▸ **Stated problem**:
Output the line that contains "One keypoint belongs to every instance. Tag the man's thumb" and every line after it to the end of the entries, with nothing added or left out.

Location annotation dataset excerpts
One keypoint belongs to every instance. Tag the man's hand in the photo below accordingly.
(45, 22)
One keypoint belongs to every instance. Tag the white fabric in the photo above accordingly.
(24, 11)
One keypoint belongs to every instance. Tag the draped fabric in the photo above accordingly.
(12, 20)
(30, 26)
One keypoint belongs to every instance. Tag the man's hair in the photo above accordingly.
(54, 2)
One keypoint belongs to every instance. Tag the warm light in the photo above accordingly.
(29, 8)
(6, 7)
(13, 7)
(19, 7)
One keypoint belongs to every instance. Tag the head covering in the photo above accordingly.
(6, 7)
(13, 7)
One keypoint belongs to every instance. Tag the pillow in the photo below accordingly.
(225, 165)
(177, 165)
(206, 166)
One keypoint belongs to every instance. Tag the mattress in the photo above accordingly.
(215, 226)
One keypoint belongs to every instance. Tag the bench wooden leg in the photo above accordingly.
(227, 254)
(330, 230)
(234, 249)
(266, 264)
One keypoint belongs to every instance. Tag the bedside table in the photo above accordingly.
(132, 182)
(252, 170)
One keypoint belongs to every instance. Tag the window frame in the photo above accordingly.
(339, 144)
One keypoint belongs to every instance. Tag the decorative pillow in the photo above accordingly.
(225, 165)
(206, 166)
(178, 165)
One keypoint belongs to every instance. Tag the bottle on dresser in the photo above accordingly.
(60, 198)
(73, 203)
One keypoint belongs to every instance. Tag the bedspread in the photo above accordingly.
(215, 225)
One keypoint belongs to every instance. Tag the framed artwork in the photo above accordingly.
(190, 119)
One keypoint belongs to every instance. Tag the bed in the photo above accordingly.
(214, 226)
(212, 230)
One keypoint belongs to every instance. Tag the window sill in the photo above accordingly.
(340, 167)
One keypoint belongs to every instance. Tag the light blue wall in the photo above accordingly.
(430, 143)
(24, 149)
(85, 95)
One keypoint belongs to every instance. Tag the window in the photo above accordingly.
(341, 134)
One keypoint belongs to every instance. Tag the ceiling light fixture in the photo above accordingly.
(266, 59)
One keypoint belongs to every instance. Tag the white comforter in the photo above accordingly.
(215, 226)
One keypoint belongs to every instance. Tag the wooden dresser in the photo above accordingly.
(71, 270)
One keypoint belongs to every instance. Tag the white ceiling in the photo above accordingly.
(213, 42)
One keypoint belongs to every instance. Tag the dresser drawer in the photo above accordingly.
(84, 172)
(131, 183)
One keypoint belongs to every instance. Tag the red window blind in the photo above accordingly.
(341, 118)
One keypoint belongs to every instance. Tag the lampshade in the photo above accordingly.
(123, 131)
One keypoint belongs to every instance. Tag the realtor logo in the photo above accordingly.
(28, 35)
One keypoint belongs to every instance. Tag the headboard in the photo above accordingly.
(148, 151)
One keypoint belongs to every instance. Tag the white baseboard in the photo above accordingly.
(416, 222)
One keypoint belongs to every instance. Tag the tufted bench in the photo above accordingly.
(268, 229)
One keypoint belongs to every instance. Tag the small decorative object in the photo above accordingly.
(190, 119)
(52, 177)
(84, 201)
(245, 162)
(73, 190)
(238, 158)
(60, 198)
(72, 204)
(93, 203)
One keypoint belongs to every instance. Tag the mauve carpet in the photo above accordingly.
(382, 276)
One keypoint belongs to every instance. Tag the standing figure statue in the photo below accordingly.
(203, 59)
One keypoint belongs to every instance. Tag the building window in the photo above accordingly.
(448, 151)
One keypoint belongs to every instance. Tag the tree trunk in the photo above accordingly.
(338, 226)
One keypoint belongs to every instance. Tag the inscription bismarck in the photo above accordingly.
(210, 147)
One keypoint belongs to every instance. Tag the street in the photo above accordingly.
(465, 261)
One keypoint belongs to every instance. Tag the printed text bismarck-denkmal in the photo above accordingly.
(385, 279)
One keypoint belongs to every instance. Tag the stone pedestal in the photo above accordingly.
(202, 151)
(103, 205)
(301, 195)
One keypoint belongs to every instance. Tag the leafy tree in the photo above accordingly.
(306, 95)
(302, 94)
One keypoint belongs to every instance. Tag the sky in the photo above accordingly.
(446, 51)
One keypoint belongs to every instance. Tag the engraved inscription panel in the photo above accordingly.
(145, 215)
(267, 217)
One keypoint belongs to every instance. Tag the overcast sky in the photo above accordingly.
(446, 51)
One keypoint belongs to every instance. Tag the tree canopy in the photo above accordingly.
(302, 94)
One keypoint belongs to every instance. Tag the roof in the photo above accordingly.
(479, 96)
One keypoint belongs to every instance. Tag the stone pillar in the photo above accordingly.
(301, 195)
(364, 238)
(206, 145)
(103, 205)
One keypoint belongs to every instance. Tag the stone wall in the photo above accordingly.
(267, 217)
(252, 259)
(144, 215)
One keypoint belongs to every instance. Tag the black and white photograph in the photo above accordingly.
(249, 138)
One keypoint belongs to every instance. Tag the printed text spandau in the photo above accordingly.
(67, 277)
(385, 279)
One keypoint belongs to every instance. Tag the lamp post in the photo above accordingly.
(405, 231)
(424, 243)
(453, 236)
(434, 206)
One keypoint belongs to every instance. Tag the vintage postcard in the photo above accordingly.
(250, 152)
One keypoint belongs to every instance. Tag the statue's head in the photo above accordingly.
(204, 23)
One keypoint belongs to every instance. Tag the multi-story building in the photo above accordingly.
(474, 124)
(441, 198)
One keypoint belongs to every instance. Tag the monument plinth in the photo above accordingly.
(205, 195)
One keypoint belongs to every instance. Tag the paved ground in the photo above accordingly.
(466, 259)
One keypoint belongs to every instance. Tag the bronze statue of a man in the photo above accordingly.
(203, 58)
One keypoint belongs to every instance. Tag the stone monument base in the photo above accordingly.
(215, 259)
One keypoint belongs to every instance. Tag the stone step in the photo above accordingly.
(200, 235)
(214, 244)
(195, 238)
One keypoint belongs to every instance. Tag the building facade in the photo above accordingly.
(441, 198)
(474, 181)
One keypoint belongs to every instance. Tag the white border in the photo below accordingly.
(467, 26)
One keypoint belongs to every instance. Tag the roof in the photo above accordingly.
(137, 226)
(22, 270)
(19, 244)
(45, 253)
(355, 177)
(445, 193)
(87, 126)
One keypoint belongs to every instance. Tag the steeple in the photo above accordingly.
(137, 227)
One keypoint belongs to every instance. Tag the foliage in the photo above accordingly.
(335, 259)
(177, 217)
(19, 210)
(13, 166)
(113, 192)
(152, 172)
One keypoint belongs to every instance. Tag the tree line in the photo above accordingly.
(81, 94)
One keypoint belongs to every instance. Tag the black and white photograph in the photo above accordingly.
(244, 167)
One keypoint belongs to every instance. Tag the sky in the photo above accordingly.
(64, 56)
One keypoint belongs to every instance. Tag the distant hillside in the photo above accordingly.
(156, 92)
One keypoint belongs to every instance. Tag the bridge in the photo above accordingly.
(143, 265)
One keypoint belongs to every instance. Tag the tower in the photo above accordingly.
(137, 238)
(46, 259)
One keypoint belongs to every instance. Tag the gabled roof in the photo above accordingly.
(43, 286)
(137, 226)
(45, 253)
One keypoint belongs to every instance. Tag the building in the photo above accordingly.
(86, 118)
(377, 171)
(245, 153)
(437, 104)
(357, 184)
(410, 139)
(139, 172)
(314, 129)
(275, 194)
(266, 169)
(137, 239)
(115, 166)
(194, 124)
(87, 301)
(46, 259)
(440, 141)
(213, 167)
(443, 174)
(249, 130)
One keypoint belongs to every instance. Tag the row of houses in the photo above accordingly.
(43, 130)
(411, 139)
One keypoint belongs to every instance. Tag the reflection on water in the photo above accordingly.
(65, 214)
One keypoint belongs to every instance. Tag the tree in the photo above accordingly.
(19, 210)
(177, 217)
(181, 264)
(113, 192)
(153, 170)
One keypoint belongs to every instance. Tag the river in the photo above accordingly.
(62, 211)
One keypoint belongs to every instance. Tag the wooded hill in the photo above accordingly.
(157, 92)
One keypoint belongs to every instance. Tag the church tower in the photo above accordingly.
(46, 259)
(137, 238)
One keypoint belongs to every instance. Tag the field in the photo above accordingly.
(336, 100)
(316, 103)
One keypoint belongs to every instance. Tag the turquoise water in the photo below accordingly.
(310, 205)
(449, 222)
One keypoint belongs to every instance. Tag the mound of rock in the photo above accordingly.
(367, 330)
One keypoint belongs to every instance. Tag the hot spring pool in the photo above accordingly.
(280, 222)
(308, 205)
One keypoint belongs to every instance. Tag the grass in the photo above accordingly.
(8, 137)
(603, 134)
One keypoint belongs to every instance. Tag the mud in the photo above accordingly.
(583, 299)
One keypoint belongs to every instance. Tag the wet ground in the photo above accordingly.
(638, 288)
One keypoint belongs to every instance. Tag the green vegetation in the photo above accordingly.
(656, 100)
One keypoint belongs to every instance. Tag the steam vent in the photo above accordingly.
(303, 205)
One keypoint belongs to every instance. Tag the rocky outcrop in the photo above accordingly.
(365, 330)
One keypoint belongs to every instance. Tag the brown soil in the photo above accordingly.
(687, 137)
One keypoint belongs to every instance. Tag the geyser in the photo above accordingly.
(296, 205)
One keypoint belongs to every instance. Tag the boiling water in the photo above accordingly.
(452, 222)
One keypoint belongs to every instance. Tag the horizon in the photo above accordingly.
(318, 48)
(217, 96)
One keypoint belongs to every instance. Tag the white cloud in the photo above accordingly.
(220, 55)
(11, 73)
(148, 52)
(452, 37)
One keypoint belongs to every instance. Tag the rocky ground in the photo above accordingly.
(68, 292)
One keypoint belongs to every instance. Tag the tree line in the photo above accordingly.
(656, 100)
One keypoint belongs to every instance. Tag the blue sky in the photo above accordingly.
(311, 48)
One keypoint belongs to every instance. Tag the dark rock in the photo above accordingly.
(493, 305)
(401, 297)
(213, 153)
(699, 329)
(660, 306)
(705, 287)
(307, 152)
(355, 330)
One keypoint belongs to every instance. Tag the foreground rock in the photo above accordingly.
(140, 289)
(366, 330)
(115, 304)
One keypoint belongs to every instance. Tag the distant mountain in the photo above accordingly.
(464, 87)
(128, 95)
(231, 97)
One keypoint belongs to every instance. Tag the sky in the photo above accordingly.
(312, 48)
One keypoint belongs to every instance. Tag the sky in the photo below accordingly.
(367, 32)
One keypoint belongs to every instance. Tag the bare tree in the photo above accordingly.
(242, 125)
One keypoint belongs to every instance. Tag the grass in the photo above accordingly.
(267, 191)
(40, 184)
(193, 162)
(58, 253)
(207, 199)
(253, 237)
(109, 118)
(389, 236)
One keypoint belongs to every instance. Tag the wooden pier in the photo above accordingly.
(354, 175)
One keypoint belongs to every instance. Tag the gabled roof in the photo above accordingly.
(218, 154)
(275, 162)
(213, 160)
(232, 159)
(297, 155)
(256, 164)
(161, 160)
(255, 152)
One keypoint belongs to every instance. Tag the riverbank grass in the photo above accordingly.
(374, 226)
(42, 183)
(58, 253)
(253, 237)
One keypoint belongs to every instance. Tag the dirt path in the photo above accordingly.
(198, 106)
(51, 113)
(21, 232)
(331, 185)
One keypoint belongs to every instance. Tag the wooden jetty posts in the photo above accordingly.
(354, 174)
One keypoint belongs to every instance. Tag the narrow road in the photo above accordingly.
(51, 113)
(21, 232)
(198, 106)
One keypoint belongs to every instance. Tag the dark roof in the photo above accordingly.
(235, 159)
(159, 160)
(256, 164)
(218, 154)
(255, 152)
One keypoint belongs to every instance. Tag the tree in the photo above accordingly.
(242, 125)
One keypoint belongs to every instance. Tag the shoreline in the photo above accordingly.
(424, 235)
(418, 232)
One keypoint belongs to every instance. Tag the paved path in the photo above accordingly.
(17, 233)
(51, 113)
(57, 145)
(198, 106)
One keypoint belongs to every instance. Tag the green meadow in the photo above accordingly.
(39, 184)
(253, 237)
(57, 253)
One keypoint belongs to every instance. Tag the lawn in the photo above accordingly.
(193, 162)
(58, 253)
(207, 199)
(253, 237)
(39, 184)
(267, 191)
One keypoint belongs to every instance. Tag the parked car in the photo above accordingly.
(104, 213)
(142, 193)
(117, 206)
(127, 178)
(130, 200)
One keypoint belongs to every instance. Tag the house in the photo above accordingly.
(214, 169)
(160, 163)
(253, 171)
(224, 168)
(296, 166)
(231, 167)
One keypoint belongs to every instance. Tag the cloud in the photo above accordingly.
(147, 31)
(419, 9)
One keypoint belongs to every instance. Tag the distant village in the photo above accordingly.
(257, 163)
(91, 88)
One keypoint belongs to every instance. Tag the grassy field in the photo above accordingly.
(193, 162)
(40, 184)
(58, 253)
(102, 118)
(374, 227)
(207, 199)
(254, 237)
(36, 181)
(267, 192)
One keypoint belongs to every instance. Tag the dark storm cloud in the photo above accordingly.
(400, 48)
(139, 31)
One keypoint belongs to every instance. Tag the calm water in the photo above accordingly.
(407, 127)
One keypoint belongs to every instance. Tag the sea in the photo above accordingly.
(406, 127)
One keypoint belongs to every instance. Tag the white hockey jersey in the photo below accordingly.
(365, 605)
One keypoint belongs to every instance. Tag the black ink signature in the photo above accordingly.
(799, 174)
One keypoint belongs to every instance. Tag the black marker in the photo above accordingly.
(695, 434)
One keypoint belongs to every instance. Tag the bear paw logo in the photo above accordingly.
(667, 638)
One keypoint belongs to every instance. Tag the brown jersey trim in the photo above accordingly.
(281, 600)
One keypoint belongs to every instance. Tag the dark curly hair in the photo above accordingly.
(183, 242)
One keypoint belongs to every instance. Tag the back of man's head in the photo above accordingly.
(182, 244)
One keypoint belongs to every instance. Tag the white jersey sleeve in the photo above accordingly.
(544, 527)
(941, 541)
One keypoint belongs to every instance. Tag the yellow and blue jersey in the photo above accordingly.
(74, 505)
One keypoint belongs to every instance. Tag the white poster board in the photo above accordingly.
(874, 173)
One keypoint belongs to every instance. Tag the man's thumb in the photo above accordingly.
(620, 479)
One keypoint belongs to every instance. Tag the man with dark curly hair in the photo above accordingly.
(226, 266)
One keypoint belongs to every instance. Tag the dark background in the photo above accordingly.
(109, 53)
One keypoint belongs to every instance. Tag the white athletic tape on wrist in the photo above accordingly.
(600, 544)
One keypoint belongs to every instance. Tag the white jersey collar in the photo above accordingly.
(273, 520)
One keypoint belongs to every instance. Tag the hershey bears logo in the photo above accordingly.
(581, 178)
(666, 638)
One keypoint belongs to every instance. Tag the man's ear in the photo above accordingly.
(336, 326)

▸ **Task response**:
One keypoint belongs to every instance. Tag the man's thumb in the photo above accordingly.
(620, 479)
One keypoint belongs to every instance. Tag the man with dark curly hair in the photo above accordingly.
(226, 266)
One keypoint belongs to every instance. Tag the dark background in the photo above accordingly.
(109, 53)
One keypoint belongs to every instance. Tag the white athletic tape on wrist in the photo above accordingly.
(600, 544)
One keypoint belongs to every instance. Tag the white jersey collar in the photo above accordingly.
(273, 520)
One keypoint belongs to every instance. Tag the hershey bears logo in the photo above accordingly.
(581, 178)
(666, 638)
One keypoint belongs to every instance. Tag the man's ear in the photo above accordingly.
(336, 326)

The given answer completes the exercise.